Obiettivo: Prosegua l'articolo sul gruppo I Hate My Village, riprendendo subito dopo l'ultima frase riportata.

Testo della pagina:
****************************************

Infrangere i confini: la contaminazione I Hate My Village

Non è la prima volta che grandi nomi della musica contemporanea, appartenenti a diverse famiglie, si riuniscono dando vita a progetti creativi singolari. Quando, ad inizio anno, è uscito l’album degli I Hate My Village, le aspettative comuni erano alte, così come il mio personale entusiasmo.

Si vociferava già da tempo sulla collaborazione tra uno dei più grandi chitarristi italiani, Adriano Viterbini (Bud Spencer Blues Explosion) e il noto batterista Fabio Rondanini (Afterhours, Calibro 35). In seguito, il sodalizio è arrivato quando ai due, si sono ufficialmente aggregati Marco Fasolo e Alberto Ferrari (Verdena). Insomma, quattro grandi musicisti uniti nella ricerca di un sound che combinasse influenze africane, al rock di alto livello.

****************************************

Voci elencate:
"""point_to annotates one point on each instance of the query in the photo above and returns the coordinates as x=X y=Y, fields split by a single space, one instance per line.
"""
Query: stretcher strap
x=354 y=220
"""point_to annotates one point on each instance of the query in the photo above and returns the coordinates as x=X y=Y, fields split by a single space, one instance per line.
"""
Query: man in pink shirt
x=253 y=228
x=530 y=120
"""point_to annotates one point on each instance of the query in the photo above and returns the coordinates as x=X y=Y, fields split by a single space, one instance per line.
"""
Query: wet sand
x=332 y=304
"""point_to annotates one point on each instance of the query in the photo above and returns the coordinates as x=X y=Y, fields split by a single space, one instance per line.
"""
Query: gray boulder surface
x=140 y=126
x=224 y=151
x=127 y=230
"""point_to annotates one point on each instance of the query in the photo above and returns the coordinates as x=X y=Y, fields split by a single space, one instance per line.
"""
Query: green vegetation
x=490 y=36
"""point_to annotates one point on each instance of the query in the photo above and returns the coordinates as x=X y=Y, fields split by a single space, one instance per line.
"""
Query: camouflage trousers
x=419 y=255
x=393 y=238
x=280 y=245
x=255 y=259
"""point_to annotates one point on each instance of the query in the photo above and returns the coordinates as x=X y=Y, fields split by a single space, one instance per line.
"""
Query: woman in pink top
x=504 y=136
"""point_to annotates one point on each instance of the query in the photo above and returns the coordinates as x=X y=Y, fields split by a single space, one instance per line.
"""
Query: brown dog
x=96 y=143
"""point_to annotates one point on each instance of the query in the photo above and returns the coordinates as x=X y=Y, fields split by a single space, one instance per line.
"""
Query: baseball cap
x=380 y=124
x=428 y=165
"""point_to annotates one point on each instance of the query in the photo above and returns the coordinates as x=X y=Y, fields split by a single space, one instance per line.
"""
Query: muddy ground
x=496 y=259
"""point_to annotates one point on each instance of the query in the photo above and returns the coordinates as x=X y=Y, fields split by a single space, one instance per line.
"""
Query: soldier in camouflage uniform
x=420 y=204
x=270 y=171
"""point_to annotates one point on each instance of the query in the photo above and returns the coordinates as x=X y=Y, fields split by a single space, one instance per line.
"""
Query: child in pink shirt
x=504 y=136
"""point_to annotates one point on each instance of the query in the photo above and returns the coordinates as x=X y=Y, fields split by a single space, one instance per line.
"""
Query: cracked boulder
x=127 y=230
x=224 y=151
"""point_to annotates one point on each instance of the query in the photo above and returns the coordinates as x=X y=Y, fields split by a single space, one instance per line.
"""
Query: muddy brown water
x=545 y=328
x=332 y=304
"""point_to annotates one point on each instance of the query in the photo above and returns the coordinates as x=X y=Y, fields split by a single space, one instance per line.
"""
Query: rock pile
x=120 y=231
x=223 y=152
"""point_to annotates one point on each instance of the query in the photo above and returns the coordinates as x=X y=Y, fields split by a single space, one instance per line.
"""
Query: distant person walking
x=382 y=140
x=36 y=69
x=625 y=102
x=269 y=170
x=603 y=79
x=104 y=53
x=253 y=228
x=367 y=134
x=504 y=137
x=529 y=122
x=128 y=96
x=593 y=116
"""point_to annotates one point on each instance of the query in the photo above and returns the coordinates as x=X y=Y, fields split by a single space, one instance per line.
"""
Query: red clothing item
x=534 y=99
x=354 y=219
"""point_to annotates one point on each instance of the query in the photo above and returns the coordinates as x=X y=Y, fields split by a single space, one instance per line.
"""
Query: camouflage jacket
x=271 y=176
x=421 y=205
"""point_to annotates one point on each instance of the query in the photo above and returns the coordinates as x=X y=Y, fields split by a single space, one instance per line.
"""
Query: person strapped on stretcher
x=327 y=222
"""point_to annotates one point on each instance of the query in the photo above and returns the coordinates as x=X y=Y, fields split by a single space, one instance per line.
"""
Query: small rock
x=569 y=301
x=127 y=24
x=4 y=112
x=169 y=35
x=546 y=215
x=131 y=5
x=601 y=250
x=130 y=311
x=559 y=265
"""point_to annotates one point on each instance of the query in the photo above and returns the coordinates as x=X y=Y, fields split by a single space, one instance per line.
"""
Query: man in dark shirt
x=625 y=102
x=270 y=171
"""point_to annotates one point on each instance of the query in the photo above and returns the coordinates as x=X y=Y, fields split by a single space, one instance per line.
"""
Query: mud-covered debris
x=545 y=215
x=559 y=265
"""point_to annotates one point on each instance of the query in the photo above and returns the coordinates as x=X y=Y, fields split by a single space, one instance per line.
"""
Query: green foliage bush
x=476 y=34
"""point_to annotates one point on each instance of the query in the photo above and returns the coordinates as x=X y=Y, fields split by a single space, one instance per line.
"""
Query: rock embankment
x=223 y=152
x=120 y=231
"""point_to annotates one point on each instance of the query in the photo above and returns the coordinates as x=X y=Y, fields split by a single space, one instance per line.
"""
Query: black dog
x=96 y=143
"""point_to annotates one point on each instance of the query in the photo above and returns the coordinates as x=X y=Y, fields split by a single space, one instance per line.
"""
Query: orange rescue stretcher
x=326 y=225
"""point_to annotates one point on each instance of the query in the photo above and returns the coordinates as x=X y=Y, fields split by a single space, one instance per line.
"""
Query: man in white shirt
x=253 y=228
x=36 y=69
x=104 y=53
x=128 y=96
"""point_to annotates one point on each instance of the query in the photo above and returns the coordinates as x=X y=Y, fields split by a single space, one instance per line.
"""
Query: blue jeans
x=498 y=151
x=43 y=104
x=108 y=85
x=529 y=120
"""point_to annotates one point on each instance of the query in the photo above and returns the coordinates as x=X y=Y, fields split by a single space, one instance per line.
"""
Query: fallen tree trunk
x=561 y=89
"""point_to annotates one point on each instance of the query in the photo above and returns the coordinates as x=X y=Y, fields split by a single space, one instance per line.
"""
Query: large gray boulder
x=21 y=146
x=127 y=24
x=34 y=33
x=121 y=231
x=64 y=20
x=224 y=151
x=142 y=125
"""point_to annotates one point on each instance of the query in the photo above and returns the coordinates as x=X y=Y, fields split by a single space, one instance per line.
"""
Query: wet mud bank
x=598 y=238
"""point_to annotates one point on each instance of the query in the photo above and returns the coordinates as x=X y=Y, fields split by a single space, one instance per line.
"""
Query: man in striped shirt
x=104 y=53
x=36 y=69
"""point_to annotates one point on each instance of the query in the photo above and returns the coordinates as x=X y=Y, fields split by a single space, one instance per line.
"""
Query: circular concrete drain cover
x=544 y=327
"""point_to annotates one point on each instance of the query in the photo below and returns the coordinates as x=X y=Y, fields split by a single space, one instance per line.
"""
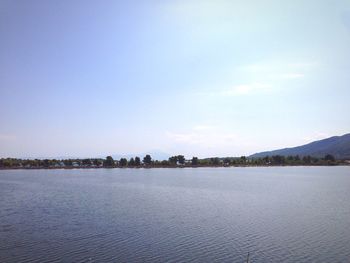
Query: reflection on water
x=285 y=214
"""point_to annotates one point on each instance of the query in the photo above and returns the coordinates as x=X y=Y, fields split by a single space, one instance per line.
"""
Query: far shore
x=168 y=167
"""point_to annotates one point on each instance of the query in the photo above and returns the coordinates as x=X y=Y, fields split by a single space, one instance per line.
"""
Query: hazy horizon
x=198 y=78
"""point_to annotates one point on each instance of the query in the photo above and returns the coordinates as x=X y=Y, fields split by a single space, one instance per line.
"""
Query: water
x=281 y=214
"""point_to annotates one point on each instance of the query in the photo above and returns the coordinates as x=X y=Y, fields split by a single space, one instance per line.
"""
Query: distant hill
x=338 y=146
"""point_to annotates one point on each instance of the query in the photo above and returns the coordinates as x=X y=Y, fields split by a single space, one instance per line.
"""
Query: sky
x=199 y=78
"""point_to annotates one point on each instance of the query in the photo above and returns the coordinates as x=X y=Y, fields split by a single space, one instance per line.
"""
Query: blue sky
x=202 y=78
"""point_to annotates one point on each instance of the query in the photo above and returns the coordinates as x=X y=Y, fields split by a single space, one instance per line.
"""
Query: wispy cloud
x=292 y=75
x=246 y=89
x=7 y=137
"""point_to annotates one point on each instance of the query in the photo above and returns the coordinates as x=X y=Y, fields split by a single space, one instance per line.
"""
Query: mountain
x=338 y=146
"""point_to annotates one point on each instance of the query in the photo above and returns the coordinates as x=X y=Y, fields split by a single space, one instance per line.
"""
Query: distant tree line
x=173 y=161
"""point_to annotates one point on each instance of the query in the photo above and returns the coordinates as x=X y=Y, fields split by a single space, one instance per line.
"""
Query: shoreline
x=169 y=167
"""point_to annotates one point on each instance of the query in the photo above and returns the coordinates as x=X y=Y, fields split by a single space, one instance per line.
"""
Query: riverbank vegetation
x=173 y=161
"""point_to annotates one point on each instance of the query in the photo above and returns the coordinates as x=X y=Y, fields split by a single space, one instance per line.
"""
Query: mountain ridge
x=338 y=146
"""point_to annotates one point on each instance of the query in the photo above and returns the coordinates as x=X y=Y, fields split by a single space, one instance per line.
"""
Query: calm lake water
x=280 y=214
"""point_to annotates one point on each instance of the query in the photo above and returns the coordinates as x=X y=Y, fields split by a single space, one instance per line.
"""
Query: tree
x=147 y=159
x=137 y=161
x=86 y=162
x=307 y=159
x=329 y=158
x=132 y=162
x=109 y=162
x=243 y=159
x=123 y=162
x=181 y=159
x=215 y=161
x=194 y=161
x=173 y=160
x=227 y=161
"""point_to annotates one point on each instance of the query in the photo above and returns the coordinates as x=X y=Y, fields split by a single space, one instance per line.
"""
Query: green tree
x=147 y=159
x=109 y=162
x=137 y=161
x=123 y=162
x=181 y=159
x=194 y=161
x=329 y=158
x=132 y=162
x=173 y=160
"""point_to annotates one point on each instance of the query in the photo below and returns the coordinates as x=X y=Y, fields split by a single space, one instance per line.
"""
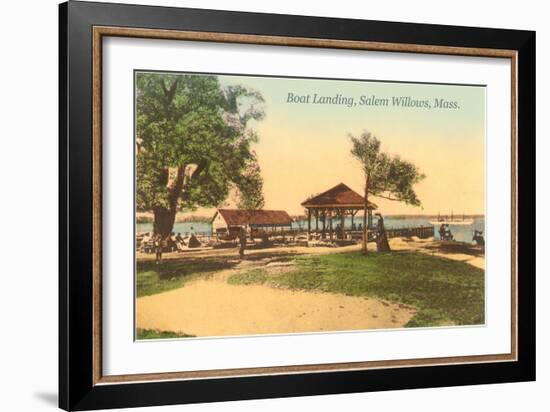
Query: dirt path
x=212 y=307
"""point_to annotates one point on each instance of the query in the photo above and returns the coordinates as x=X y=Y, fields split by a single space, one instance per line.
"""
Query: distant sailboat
x=452 y=221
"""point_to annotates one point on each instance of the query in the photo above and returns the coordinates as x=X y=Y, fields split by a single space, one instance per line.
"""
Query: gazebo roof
x=338 y=196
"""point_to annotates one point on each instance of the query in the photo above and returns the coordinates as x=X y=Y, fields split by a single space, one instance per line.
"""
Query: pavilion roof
x=338 y=196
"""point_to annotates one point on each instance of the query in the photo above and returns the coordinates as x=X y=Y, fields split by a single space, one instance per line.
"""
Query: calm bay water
x=461 y=233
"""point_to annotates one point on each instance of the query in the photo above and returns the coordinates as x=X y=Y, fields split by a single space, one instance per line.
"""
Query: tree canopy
x=388 y=177
x=193 y=144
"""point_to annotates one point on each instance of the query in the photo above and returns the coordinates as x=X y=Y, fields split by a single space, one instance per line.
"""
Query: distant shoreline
x=147 y=217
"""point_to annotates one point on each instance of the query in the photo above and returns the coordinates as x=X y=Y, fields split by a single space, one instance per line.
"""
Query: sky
x=304 y=146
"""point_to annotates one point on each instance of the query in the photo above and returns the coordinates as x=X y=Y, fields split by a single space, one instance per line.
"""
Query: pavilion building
x=335 y=204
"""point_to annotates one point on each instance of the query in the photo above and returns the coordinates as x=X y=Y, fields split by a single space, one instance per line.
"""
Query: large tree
x=193 y=144
x=386 y=176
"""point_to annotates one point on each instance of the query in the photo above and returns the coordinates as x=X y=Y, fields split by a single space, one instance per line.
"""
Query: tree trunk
x=164 y=221
x=165 y=217
x=365 y=213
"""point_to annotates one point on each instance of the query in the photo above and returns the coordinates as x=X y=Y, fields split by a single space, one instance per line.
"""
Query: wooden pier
x=422 y=232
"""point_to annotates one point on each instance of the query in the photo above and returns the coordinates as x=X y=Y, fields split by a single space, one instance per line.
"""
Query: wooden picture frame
x=82 y=27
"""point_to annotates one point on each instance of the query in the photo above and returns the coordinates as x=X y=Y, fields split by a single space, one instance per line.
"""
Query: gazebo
x=335 y=203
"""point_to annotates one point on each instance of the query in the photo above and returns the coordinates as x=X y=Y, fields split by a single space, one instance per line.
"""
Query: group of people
x=172 y=243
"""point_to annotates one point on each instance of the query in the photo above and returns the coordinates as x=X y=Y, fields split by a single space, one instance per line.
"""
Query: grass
x=444 y=291
x=158 y=334
x=173 y=273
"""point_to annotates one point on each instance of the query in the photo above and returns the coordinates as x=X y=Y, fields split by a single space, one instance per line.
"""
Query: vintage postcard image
x=274 y=205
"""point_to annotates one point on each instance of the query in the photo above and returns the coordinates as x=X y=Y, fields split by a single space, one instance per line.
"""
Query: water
x=185 y=228
x=462 y=233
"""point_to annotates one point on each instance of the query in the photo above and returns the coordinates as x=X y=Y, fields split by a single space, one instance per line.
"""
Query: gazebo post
x=323 y=235
x=330 y=225
x=342 y=216
x=316 y=221
x=308 y=224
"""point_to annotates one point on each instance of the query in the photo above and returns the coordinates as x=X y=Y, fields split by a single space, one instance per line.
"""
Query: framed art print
x=259 y=205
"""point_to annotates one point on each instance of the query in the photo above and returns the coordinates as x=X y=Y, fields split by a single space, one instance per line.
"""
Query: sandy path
x=213 y=308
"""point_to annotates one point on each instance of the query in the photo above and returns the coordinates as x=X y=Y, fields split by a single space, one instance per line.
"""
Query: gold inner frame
x=101 y=31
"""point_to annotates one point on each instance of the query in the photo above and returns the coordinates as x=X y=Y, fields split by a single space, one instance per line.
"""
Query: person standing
x=382 y=244
x=158 y=249
x=242 y=242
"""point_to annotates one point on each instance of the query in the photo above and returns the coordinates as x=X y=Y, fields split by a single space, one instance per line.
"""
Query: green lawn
x=173 y=273
x=444 y=291
x=157 y=334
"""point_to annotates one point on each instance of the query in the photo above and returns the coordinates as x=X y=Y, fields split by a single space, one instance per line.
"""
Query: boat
x=444 y=220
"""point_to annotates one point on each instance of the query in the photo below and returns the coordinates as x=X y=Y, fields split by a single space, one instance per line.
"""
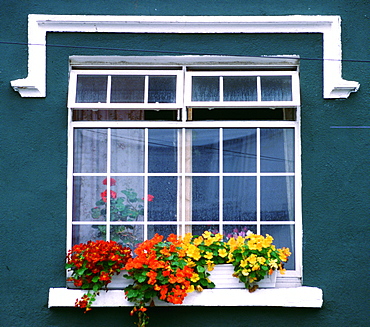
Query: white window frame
x=289 y=292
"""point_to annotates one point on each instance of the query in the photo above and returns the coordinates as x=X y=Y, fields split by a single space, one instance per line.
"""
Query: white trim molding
x=335 y=87
x=297 y=297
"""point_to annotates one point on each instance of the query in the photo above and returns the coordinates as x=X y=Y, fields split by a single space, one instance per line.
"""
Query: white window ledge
x=34 y=85
x=299 y=297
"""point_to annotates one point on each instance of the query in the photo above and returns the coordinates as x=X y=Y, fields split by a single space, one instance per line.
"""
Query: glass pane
x=276 y=88
x=277 y=150
x=205 y=150
x=162 y=89
x=239 y=150
x=127 y=194
x=164 y=230
x=238 y=230
x=283 y=237
x=205 y=195
x=240 y=88
x=87 y=193
x=205 y=88
x=127 y=235
x=239 y=198
x=90 y=151
x=200 y=229
x=127 y=89
x=91 y=89
x=163 y=150
x=84 y=233
x=162 y=198
x=127 y=151
x=277 y=198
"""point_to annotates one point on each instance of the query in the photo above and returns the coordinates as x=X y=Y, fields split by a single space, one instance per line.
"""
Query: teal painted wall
x=335 y=162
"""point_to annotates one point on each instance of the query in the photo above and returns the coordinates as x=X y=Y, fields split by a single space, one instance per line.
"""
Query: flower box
x=222 y=276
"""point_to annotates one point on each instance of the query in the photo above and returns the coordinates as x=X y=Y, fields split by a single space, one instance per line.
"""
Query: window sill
x=299 y=297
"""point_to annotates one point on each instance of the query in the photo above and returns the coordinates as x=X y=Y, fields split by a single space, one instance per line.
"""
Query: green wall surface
x=335 y=161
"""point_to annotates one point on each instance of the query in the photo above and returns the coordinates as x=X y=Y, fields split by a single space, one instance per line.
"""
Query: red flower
x=103 y=195
x=112 y=182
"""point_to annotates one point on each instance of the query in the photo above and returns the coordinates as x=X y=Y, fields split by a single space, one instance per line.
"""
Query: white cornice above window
x=335 y=87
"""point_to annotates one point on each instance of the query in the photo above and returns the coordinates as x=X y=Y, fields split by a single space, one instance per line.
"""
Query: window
x=185 y=148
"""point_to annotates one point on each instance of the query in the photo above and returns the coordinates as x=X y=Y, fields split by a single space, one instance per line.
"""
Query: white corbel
x=34 y=85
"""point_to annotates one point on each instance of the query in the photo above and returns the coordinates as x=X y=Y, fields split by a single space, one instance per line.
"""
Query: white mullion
x=221 y=183
x=259 y=92
x=146 y=165
x=109 y=152
x=146 y=89
x=109 y=87
x=258 y=181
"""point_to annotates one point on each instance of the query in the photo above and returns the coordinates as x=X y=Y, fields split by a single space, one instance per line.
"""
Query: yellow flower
x=208 y=255
x=198 y=240
x=207 y=234
x=195 y=277
x=222 y=253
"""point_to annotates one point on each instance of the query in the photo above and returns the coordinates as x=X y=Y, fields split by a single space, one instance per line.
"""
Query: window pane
x=240 y=88
x=276 y=88
x=239 y=151
x=162 y=198
x=205 y=195
x=91 y=89
x=85 y=233
x=87 y=192
x=205 y=150
x=162 y=150
x=205 y=88
x=277 y=198
x=277 y=150
x=162 y=89
x=127 y=235
x=238 y=230
x=283 y=237
x=90 y=152
x=127 y=151
x=239 y=198
x=127 y=89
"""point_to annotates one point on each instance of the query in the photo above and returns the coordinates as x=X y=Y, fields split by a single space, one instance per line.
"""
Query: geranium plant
x=92 y=265
x=125 y=207
x=254 y=256
x=159 y=269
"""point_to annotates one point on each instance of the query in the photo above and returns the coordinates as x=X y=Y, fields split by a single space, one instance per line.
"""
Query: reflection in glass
x=127 y=89
x=87 y=191
x=276 y=88
x=162 y=89
x=162 y=202
x=164 y=230
x=240 y=88
x=90 y=156
x=205 y=195
x=239 y=150
x=127 y=235
x=91 y=89
x=127 y=151
x=277 y=198
x=205 y=88
x=283 y=237
x=277 y=150
x=205 y=150
x=84 y=233
x=162 y=150
x=239 y=198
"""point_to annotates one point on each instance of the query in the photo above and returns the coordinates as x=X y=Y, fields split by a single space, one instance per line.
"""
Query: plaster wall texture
x=335 y=161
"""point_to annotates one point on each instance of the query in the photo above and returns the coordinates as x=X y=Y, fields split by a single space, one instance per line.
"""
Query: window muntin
x=218 y=175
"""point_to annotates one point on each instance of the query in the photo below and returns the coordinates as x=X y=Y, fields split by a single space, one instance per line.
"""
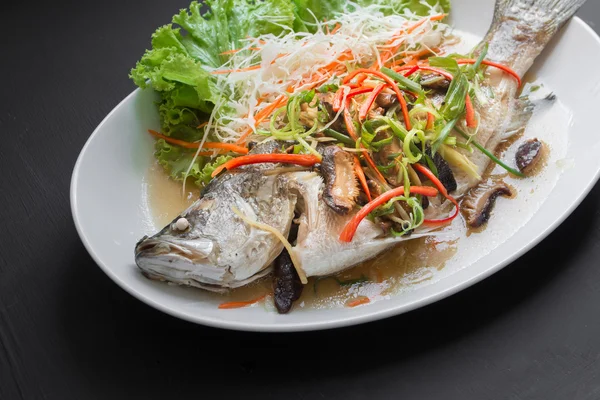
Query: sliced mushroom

****************************************

Risultato dell'esercizio:
I Hate My Village è il Disco omonimo, composto da nove brani che scorrono veloci, tra riff psichedelici, influenze blues e melodie energiche.

La copertina dell’album, curata da Scarful, ci introduce nelle atmosfere crude e a tratti macabre che permeano i suoni del gruppo.

Tony Hawk of Ghana è il brano d’apertura, ottima premessa di quello che avverrà a livello sonoro in buona parte del Disco. L’intro vigorosa subito esplode nella totalità armonica costruita da chitarra e linea di basso regolare.  La musica incalza senza sosta la melodia dominante, guidata dall’inconfondibile voce del Frontman dei Verdena. Segue Presentiment, pezzo strumentale, in cui spirito creativo e virtuosismo danno vita ad una parentesi strumentale libera. La batteria nervosa e irregolare si intreccia alle distorsioni metalliche, che fanno da sfondo ad un synth tagliente.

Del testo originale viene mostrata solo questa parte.